Task brief
Can you update the lines starting with the one containing "eyeglasses in the image." and going on through the one containing "[269,211,278,223]" by replacing "starburst graphic" with "star-shaped graphic" and leaving everything else unchanged? Return only those lines.

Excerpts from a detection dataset
"""

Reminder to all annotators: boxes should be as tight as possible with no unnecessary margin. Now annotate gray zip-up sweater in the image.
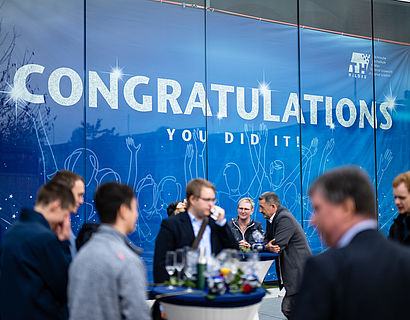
[68,225,150,320]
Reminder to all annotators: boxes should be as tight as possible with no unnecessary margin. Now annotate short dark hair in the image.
[259,191,280,206]
[167,201,181,217]
[186,178,215,207]
[392,171,410,192]
[50,170,84,189]
[75,222,100,250]
[36,181,75,209]
[94,182,135,224]
[309,166,376,219]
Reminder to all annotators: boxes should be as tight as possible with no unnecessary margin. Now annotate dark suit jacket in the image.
[292,230,410,320]
[265,206,312,295]
[0,209,71,320]
[154,212,236,283]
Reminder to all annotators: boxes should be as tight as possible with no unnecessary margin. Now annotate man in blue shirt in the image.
[0,182,75,320]
[154,178,237,283]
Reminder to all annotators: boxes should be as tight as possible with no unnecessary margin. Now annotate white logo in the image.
[349,52,370,79]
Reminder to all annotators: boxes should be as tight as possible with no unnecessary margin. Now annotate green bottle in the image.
[196,247,206,290]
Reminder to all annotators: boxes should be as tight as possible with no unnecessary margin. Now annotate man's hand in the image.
[265,239,280,253]
[54,215,71,241]
[239,240,251,248]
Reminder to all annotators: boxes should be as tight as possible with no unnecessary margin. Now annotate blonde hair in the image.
[238,197,255,209]
[392,171,410,192]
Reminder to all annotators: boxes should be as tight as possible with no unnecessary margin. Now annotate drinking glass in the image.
[165,251,176,289]
[175,249,185,281]
[184,249,199,292]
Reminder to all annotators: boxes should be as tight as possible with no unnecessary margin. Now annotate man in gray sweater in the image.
[68,182,150,320]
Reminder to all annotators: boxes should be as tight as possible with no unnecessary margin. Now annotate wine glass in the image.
[175,248,185,282]
[184,249,198,292]
[165,251,176,289]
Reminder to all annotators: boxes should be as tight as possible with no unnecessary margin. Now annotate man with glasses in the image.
[228,198,264,250]
[154,178,237,283]
[259,192,312,319]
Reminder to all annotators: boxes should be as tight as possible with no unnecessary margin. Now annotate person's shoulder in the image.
[253,220,263,228]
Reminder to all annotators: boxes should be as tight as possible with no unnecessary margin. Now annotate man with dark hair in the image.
[389,171,410,246]
[68,182,150,320]
[50,170,85,257]
[228,197,265,249]
[154,178,237,283]
[259,192,312,319]
[0,182,75,319]
[293,167,410,320]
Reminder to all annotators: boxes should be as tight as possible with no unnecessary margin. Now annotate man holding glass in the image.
[228,198,265,251]
[259,192,312,319]
[154,178,236,283]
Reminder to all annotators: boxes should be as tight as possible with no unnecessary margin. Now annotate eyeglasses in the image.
[198,197,216,203]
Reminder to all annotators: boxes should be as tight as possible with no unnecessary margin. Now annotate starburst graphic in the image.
[111,66,124,80]
[258,80,271,95]
[384,92,396,112]
[102,58,131,80]
[384,87,401,112]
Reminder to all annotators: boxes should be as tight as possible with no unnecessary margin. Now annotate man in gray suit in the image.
[259,192,312,319]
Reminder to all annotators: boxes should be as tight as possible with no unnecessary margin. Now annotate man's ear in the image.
[48,200,61,212]
[117,203,128,220]
[342,197,356,217]
[272,203,278,212]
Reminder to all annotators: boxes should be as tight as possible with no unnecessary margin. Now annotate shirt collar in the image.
[187,211,202,223]
[336,219,377,248]
[269,211,278,223]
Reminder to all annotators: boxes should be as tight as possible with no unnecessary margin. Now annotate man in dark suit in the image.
[293,167,410,320]
[0,182,75,320]
[154,178,237,283]
[259,192,312,319]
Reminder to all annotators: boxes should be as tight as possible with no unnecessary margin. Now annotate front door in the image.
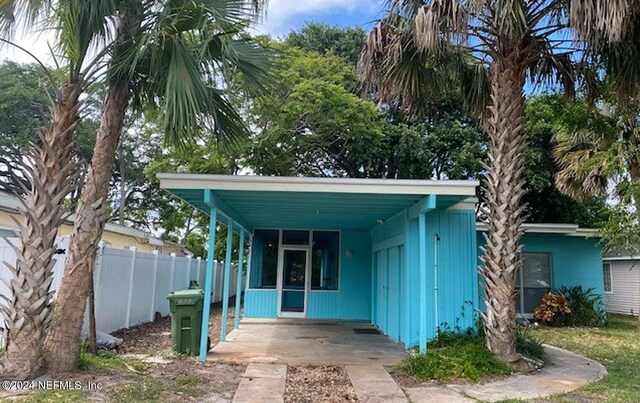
[278,247,310,318]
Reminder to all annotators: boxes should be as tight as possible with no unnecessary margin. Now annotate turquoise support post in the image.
[233,228,244,329]
[418,213,427,352]
[220,219,233,341]
[198,208,218,362]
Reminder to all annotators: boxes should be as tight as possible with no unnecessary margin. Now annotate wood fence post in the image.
[126,246,138,329]
[149,250,159,322]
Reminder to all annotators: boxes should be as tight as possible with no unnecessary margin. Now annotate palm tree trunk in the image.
[480,51,525,362]
[44,7,141,373]
[0,80,81,379]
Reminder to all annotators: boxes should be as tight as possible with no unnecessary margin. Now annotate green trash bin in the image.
[167,290,210,355]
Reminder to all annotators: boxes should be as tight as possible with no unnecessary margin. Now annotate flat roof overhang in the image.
[157,173,478,230]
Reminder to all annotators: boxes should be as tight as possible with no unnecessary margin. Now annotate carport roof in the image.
[158,173,478,230]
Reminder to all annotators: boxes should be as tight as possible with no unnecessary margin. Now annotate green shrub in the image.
[398,331,513,382]
[533,291,571,326]
[516,327,544,361]
[559,285,607,326]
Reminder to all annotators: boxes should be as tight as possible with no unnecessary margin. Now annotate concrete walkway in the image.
[212,319,407,365]
[345,364,408,403]
[233,364,287,403]
[406,345,607,403]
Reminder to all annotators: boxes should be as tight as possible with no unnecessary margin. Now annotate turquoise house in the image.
[158,174,603,360]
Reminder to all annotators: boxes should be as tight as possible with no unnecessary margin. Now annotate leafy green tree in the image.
[243,43,486,179]
[284,22,367,66]
[45,0,268,372]
[523,95,608,228]
[0,0,115,379]
[359,0,638,364]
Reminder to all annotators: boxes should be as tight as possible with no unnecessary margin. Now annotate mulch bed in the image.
[113,298,235,354]
[284,365,358,403]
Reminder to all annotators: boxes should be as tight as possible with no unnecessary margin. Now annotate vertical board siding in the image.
[371,210,406,245]
[244,231,371,320]
[244,289,278,318]
[605,260,640,315]
[477,231,605,316]
[434,210,478,331]
[386,246,402,340]
[400,210,478,347]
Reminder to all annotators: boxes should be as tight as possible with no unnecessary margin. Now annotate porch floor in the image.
[207,319,407,365]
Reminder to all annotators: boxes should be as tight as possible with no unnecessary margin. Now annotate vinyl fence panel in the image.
[0,237,246,346]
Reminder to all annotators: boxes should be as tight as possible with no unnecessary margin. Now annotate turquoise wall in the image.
[244,231,371,321]
[307,231,371,321]
[477,232,604,308]
[522,234,604,295]
[372,209,478,346]
[244,289,278,318]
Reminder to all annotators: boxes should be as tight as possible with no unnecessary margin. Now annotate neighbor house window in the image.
[602,263,613,292]
[249,230,280,288]
[516,253,551,314]
[311,231,340,290]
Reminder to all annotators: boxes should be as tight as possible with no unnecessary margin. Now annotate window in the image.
[516,253,551,314]
[311,231,340,290]
[602,263,613,292]
[250,230,280,288]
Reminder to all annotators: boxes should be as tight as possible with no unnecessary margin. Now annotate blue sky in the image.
[258,0,384,37]
[0,0,385,64]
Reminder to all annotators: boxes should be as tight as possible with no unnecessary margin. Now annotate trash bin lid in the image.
[167,289,204,305]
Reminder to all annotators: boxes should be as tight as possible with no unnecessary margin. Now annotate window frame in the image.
[602,262,613,294]
[246,227,342,293]
[516,251,553,317]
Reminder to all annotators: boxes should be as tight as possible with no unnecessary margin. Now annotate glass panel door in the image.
[280,249,308,316]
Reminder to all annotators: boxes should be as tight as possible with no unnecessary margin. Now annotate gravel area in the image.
[284,365,358,403]
[113,298,235,354]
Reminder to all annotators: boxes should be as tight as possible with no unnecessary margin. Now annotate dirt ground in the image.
[113,297,235,355]
[284,365,358,403]
[0,299,358,403]
[0,300,246,402]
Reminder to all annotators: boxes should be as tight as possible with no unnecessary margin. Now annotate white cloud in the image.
[251,0,383,36]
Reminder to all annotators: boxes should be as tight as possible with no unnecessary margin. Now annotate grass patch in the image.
[16,390,89,403]
[398,332,513,382]
[80,347,147,373]
[516,328,544,361]
[171,376,204,398]
[109,376,164,403]
[531,315,640,402]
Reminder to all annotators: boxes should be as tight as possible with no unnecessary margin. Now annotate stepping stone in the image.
[406,386,475,403]
[345,364,408,403]
[233,363,287,403]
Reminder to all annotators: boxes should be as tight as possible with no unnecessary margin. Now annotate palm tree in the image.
[0,0,113,379]
[359,0,635,363]
[45,0,266,372]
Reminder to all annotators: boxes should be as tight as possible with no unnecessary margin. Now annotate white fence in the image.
[0,237,245,346]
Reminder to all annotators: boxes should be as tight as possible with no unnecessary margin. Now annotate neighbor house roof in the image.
[0,192,180,246]
[476,222,598,238]
[157,173,478,230]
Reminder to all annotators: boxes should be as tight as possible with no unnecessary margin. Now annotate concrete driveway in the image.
[208,319,407,365]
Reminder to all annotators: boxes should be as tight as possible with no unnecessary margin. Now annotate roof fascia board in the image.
[407,195,436,220]
[203,189,253,233]
[157,173,478,196]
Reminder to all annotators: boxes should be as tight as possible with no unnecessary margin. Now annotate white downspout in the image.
[433,233,440,333]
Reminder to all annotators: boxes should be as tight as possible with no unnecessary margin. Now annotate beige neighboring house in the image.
[0,192,193,256]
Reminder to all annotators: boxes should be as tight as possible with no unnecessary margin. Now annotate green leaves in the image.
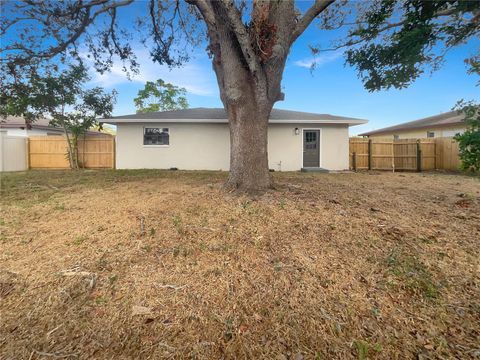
[133,79,188,113]
[455,101,480,171]
[340,0,480,91]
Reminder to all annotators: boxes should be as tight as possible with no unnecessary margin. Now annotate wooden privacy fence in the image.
[350,138,460,171]
[28,136,115,169]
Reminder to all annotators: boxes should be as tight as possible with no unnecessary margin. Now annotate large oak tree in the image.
[0,0,480,191]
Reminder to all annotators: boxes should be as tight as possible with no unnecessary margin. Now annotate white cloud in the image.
[85,50,217,96]
[294,51,343,69]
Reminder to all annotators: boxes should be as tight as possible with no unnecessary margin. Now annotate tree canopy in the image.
[0,0,480,91]
[133,79,188,113]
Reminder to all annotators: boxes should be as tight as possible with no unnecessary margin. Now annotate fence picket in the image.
[350,138,460,171]
[28,136,115,169]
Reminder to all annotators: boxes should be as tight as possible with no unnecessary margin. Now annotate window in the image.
[143,128,170,145]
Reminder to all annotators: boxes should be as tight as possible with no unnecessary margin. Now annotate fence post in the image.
[417,140,422,172]
[368,139,372,170]
[25,137,30,170]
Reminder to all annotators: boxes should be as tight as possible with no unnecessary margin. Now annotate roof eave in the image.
[100,119,368,126]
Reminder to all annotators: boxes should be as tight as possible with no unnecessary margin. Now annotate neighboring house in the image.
[0,116,110,137]
[359,111,466,139]
[103,108,367,171]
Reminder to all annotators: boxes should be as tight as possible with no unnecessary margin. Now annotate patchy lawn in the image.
[0,171,480,360]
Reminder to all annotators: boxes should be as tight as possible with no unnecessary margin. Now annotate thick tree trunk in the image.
[226,101,271,192]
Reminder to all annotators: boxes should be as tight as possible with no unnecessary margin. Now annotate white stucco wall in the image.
[116,123,348,171]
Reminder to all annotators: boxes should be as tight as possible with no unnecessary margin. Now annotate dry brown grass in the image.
[0,171,480,360]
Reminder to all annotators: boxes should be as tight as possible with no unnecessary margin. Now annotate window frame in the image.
[142,126,172,148]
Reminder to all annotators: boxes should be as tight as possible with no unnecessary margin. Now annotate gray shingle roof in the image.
[103,108,366,123]
[359,111,465,136]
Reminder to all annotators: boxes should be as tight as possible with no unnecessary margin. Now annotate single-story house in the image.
[359,111,466,140]
[102,108,367,171]
[0,116,110,137]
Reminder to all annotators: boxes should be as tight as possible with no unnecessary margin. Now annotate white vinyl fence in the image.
[0,130,28,171]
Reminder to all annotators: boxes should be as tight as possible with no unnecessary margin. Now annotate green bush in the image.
[454,101,480,171]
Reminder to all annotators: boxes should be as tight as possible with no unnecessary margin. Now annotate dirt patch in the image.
[0,171,480,359]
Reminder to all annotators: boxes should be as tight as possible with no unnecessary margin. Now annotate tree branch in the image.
[218,0,262,75]
[290,0,335,43]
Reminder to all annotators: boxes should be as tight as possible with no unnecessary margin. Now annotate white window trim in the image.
[300,128,323,169]
[142,125,172,149]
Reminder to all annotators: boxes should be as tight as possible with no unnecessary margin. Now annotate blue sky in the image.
[79,1,480,135]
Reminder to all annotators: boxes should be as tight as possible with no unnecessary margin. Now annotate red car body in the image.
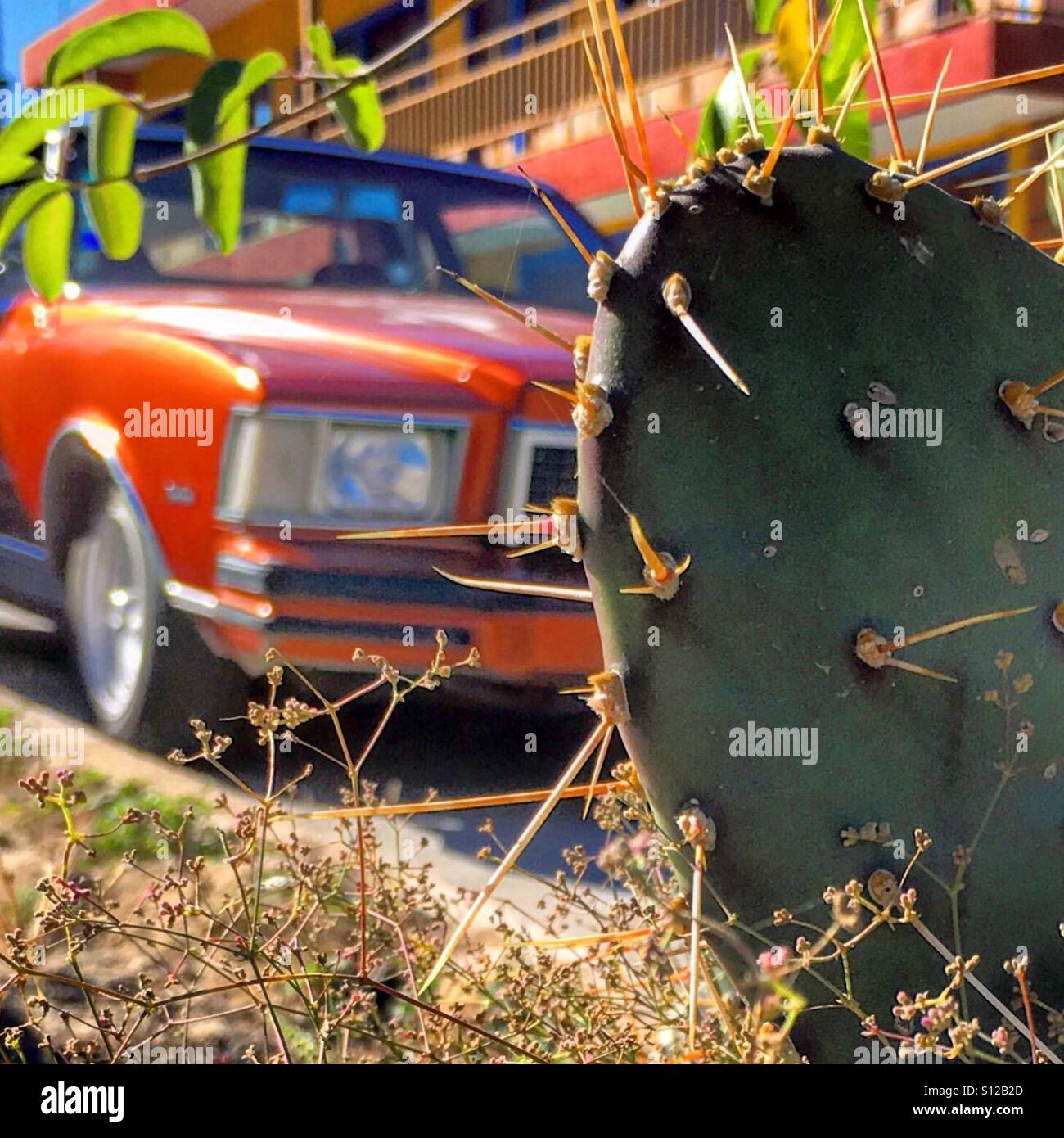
[0,129,601,737]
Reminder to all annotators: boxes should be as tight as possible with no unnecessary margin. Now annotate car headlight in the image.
[219,411,464,527]
[322,426,440,517]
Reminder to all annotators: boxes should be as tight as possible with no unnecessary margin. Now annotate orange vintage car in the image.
[0,128,602,738]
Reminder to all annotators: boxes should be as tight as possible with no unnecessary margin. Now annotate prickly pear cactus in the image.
[578,146,1064,1062]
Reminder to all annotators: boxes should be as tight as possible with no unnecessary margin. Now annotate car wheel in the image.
[65,487,244,749]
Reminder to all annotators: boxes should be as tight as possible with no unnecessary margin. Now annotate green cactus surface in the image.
[579,139,1064,1062]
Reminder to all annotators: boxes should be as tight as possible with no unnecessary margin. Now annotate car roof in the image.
[137,126,566,195]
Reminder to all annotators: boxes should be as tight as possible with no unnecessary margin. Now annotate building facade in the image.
[23,0,1064,239]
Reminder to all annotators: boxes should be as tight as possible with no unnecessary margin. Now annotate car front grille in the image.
[521,446,576,505]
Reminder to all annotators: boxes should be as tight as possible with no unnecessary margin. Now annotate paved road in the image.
[0,602,620,873]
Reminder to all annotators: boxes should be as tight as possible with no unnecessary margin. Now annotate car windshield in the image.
[73,142,593,309]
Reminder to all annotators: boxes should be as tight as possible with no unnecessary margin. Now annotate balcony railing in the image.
[322,0,753,156]
[326,0,1064,157]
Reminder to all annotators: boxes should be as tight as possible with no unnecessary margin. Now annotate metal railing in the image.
[336,0,753,155]
[339,0,1047,156]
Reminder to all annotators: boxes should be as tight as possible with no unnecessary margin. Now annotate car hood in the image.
[76,286,592,405]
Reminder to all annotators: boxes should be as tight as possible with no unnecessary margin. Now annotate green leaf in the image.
[44,8,214,87]
[184,102,249,253]
[88,103,140,182]
[23,190,74,303]
[697,47,776,156]
[820,0,877,95]
[0,180,66,256]
[306,24,385,150]
[218,52,285,123]
[306,24,336,72]
[184,59,244,147]
[84,182,145,260]
[0,154,36,186]
[184,52,285,253]
[746,0,783,35]
[0,83,128,157]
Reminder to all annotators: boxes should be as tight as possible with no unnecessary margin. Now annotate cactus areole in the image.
[579,146,1064,1062]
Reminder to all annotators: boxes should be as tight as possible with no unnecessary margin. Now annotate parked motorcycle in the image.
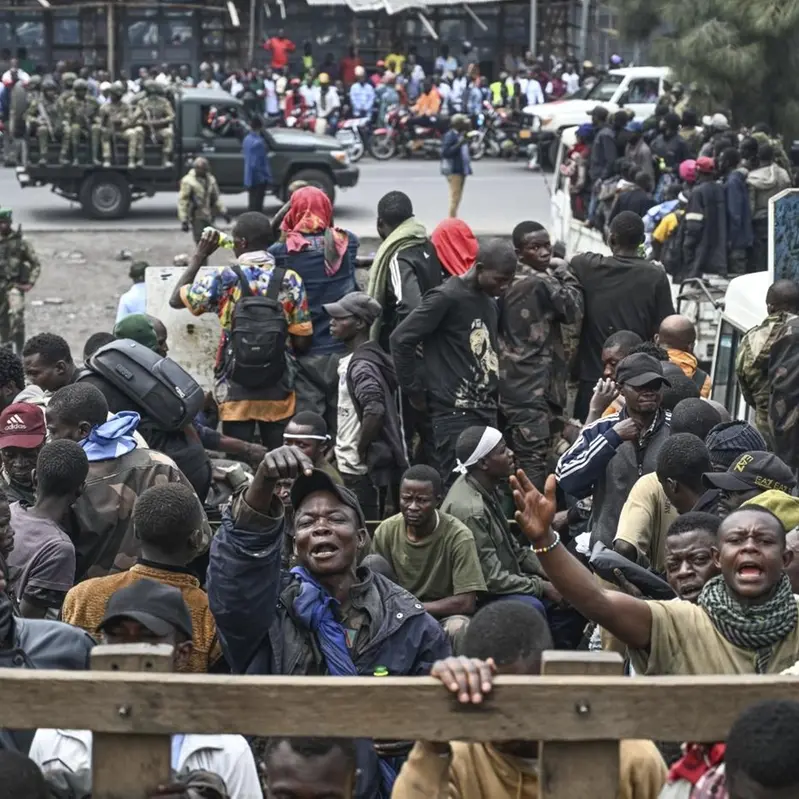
[336,117,370,164]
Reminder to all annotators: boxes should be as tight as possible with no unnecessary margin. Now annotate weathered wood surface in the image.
[92,644,172,799]
[539,652,624,799]
[6,669,799,741]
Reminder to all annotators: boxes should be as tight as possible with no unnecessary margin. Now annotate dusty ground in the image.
[23,230,374,354]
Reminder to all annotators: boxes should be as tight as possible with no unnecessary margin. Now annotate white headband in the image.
[452,427,502,474]
[283,433,330,441]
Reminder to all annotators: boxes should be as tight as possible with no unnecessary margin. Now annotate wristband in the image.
[533,530,560,555]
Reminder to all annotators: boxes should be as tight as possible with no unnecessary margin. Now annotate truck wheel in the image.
[289,169,336,204]
[78,171,131,219]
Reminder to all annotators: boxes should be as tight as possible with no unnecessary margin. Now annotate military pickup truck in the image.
[17,89,358,219]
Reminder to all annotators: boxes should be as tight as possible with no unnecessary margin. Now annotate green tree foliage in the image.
[613,0,799,135]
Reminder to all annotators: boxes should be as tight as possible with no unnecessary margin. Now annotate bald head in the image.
[655,314,696,352]
[766,280,799,314]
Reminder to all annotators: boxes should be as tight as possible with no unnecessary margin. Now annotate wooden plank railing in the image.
[10,646,799,799]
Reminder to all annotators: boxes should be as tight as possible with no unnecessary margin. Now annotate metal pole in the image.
[247,0,258,67]
[105,0,116,80]
[580,0,591,61]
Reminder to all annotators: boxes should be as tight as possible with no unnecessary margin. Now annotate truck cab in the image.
[17,89,359,219]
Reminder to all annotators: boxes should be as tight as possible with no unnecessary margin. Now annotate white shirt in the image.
[525,78,546,105]
[562,72,580,94]
[335,353,366,475]
[29,729,263,799]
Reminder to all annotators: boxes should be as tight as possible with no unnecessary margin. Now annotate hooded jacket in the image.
[346,341,408,486]
[555,408,671,548]
[207,496,451,799]
[746,164,791,219]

"""

Written response
Reminder to all annotators: boxes should be as tight as possible with no unnecessary margin. Now annotate eyeglasses in the image.
[198,197,216,203]
Reminder to all annotators: boxes should be as tight as possible with no unnecessary margin. Now annotate star-shaped graphic in the image.
[111,66,124,80]
[258,80,271,95]
[384,92,396,112]
[102,58,131,80]
[384,87,401,112]
Reminder to all annotators: boxes should be as tight as possible with no unnecessary margin. Now annotate man in gray suit in the image.
[259,192,312,319]
Reminder to all annotators: boxes should be as tight as possible with no unnecessary margin. Now annotate man's ear in the image.
[48,200,61,212]
[117,203,128,220]
[342,197,356,217]
[272,203,278,212]
Reminder to all annotators: boxes should be as tight as possible with no unnecessary margin. Now annotate shirt collar in the image.
[187,211,202,223]
[336,219,377,248]
[269,211,278,223]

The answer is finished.